● **HOW TO COMPLETE THIS TASK**
Please transcribe all of the rows below, line for line, without altering a single character.

+++ STORED DATA +++

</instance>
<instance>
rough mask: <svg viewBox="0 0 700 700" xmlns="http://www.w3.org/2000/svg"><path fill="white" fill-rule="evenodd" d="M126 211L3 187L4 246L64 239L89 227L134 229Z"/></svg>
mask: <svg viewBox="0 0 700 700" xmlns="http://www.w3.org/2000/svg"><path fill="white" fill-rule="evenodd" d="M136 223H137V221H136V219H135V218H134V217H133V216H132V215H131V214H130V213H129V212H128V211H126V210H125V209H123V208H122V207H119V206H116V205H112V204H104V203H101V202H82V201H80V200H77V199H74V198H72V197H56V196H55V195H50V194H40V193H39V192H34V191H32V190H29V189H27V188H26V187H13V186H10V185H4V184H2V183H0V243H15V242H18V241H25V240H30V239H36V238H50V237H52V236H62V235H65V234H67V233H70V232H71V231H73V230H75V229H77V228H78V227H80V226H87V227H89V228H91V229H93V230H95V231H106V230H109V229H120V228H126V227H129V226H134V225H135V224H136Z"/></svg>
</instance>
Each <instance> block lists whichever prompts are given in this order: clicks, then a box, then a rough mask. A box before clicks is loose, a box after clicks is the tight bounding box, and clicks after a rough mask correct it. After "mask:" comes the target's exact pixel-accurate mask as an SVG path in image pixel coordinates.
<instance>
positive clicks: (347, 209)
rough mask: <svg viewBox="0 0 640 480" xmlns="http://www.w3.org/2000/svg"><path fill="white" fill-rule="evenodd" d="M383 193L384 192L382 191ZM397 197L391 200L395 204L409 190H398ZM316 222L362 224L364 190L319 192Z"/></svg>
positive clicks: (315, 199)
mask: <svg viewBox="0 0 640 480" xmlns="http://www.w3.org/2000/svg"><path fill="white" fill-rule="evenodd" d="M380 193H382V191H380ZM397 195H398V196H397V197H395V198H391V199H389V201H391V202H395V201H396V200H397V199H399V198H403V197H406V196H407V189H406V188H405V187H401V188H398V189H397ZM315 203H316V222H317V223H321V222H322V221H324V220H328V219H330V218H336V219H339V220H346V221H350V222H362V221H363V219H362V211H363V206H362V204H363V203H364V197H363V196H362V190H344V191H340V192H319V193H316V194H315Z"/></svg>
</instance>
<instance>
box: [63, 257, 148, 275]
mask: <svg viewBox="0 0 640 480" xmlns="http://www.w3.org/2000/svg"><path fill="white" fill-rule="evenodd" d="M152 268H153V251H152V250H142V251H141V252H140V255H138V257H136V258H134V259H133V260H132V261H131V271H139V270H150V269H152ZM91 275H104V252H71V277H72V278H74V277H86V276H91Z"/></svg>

+++

● **WRITTEN SOLUTION**
</instance>
<instance>
rough mask: <svg viewBox="0 0 700 700" xmlns="http://www.w3.org/2000/svg"><path fill="white" fill-rule="evenodd" d="M126 211L3 187L4 246L64 239L89 227L134 229Z"/></svg>
mask: <svg viewBox="0 0 700 700" xmlns="http://www.w3.org/2000/svg"><path fill="white" fill-rule="evenodd" d="M136 223H137V221H136V219H135V218H134V217H133V216H132V215H131V214H130V213H129V212H128V211H126V210H125V209H123V208H122V207H119V206H116V205H112V204H104V203H101V202H82V201H80V200H77V199H74V198H72V197H56V196H55V195H50V194H40V193H39V192H34V191H32V190H29V189H27V188H26V187H13V186H10V185H4V184H2V183H0V243H15V242H18V241H25V240H30V239H36V238H50V237H52V236H62V235H65V234H67V233H70V232H71V231H73V230H75V229H77V228H78V227H80V226H87V227H89V228H91V229H93V230H95V231H106V230H109V229H120V228H126V227H129V226H134V225H135V224H136Z"/></svg>
</instance>
Each <instance> block lists whichever prompts are given in this order: clicks, then a box, then a rough mask. A box before clicks is loose, a box after clicks is the tight bounding box, and clicks after a rough mask correct it. After "mask:" comes the target's exact pixel-accurate mask as an SVG path in image pixel coordinates.
<instance>
positive clicks: (347, 209)
rough mask: <svg viewBox="0 0 640 480" xmlns="http://www.w3.org/2000/svg"><path fill="white" fill-rule="evenodd" d="M383 193L384 192L382 191ZM397 197L391 200L395 204L409 190H398ZM316 222L362 224L364 190L319 192Z"/></svg>
positive clicks: (315, 199)
mask: <svg viewBox="0 0 640 480" xmlns="http://www.w3.org/2000/svg"><path fill="white" fill-rule="evenodd" d="M380 193H382V191H380ZM397 195H398V196H397V197H395V198H391V199H389V201H391V202H395V201H396V200H397V199H399V198H403V197H406V196H407V189H406V188H405V187H401V188H398V189H397ZM315 203H316V222H317V223H321V222H322V221H324V220H328V219H330V218H336V219H339V220H346V221H350V222H362V221H363V219H362V211H363V206H362V204H363V203H364V197H363V196H362V190H344V191H340V192H319V193H316V194H315Z"/></svg>
</instance>
<instance>
box: [63, 257, 148, 275]
mask: <svg viewBox="0 0 640 480" xmlns="http://www.w3.org/2000/svg"><path fill="white" fill-rule="evenodd" d="M152 268H153V251H152V250H142V251H141V252H140V255H138V257H136V258H134V259H133V260H132V261H131V271H139V270H150V269H152ZM91 275H104V252H71V277H72V278H74V277H86V276H91Z"/></svg>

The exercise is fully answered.